CONSIGNES -
#1 Citez le passage de l'extrait sur l'assurance-emploi qui commence par « Avez-vous terminé, monsieur » et se termine par « président : Mes excuses. ».
#2 Dans l'extrait sur l'assurance-emploi, condensez le paragraphe commençant par « M. Weir : Je ne veux pas laisser entendre » en conservant ses faits essentiels.

EXTRAIT SOURCE -
────────────────────────────────────────
Le sénateur Nancy Ruth : C'est un excédent fictif.

M. Weir : L'argent était là et il a été utilisé à certaines fins. Rien ne justifie que le gouvernement ne soit pas tenu de remettre l'argent...

Le sénateur Nancy Ruth : En tant que conservatrice, je suis heureuse d'avoir vos observations sur cette question, contre les libéraux.

M. Weir : Je ne veux pas laisser entendre qu'il s'agissait du gouvernement conservateur. Je dis que le gouvernement du Canada, en tant qu'institution, a retiré des milliards de dollars du programme d'assurance-emploi. Maintenant que des dizaines de milliers de Canadiens perdent leur emploi chaque mois sans qu'ils en soient responsables, il me semble que l'argent devrait être remis...

Le sénateur Nancy Ruth : Par curiosité, monsieur Bédard, combien pensez-vous qu'il en coûte pour employer des gens?

Le président : Sénateur Nancy Ruth, laissez M. Weir finir de répondre à la question.

Avez-vous terminé, monsieur Weir?

Le sénateur Nancy Ruth : Il ne répond pas à la question. J'aimerais que M. Bédard réponde à la question.

M. Weir : J'ai terminé, merci.

Le président : Mes excuses.
────────────────────────────────────────
DONNÉES -
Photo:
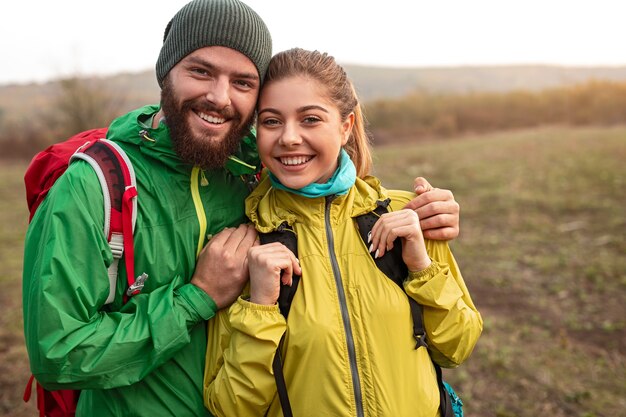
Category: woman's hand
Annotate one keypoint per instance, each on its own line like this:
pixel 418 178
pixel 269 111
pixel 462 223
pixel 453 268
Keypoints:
pixel 437 210
pixel 406 225
pixel 269 265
────────────────────────────────────────
CORRIGÉ -
#1
Avez-vous terminé, monsieur Weir?

Le sénateur Nancy Ruth : Il ne répond pas à la question. J'aimerais que M. Bédard réponde à la question.

M. Weir : J'ai terminé, merci.

Le président : Mes excuses.

#2 M. Weir précise qu'il ne vise pas le gouvernement conservateur. Selon lui, c'est le gouvernement du Canada, en tant qu'institution, qui a retiré des milliards de dollars du programme d'assurance-emploi. Puisque des dizaines de milliers de Canadiens perdent chaque mois leur emploi sans en être responsables, il lui semble que cet argent devrait être remis.